## Records provided
= = = =
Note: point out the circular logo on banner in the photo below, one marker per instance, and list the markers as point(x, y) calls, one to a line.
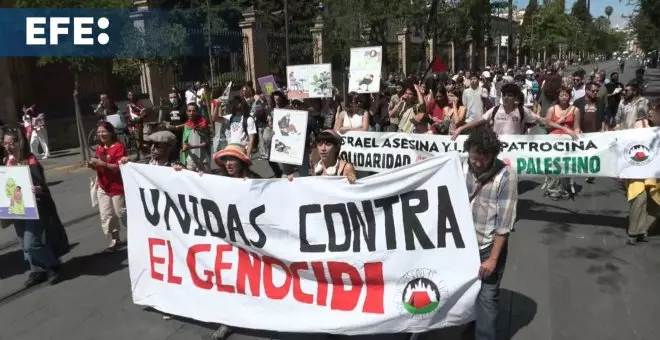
point(420, 293)
point(638, 154)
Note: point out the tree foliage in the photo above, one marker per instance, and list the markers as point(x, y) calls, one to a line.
point(646, 23)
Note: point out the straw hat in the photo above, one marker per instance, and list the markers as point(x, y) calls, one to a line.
point(233, 150)
point(330, 135)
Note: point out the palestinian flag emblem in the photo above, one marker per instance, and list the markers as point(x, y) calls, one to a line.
point(420, 296)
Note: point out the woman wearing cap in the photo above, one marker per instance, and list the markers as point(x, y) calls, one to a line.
point(422, 123)
point(356, 118)
point(328, 144)
point(162, 145)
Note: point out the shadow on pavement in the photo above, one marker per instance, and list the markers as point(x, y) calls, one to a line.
point(98, 264)
point(516, 312)
point(530, 210)
point(13, 263)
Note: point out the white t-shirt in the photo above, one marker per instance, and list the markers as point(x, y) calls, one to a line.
point(190, 97)
point(509, 123)
point(236, 133)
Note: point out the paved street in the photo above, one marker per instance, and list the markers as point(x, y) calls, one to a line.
point(569, 275)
= = = =
## Task brief
Everything from the line containing "Note: point out the white" to the end of the listing above must be returned exactly. Both end lines belong in it.

## Task result
Note: point out the white t-shirt in the photo above, one marker per instance, and list the markers as point(x, y) calls, one to a line.
point(190, 97)
point(509, 123)
point(236, 133)
Note: point out the paved street in the photo above, one marker per instance, and list the markers as point(x, y) calls, one to a line.
point(569, 275)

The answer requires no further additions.